** Opening Material for this exercise block **
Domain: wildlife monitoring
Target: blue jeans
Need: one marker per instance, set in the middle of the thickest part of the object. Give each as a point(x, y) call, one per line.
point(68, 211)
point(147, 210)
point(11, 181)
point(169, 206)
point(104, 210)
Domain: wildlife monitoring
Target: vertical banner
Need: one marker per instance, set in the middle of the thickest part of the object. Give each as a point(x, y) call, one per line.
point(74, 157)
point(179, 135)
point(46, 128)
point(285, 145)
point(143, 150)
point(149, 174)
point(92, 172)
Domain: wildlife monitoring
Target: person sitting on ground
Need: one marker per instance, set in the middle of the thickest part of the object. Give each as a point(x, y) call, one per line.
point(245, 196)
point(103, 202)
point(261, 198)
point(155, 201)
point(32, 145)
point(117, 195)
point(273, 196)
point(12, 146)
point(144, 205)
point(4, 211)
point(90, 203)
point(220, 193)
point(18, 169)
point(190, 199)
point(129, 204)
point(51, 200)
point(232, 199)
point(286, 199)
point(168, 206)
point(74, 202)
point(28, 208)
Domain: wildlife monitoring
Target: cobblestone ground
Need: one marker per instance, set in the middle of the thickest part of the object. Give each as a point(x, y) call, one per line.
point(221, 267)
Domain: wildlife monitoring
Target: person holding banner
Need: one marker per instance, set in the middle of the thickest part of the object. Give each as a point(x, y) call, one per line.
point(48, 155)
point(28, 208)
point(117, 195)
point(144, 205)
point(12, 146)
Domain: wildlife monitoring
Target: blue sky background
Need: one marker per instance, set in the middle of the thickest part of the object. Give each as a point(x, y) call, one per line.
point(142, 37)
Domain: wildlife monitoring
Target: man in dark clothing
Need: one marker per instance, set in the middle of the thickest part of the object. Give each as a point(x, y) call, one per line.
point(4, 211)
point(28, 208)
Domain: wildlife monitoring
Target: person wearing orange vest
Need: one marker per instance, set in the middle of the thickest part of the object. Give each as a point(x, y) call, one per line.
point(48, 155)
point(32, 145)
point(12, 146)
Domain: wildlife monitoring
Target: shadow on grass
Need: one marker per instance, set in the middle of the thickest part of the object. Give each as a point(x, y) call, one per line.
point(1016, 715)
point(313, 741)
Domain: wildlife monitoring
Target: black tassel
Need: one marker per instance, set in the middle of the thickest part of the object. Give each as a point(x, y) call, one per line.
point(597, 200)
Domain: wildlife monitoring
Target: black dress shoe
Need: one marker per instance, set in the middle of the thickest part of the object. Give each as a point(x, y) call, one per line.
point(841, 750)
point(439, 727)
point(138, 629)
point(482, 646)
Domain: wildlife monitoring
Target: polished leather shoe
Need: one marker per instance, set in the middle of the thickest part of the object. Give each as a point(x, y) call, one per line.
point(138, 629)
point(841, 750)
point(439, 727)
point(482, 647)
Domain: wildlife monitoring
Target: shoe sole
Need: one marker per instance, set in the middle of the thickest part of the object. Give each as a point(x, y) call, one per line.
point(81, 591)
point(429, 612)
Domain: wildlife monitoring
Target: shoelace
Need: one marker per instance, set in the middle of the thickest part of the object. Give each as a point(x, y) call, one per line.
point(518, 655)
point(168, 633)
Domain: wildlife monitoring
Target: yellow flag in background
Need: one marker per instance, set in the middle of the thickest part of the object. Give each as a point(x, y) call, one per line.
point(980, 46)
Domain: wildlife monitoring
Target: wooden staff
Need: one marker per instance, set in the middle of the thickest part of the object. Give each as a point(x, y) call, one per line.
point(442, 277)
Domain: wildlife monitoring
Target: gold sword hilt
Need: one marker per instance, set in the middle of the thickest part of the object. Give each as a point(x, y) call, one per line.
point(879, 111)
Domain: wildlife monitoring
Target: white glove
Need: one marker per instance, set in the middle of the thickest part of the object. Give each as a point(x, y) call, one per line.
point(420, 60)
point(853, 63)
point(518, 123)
** Closing Material for this exercise block **
Above are some records. Copy each of their lines that holds the string "black".

Target: black tassel
Target: black dress shoe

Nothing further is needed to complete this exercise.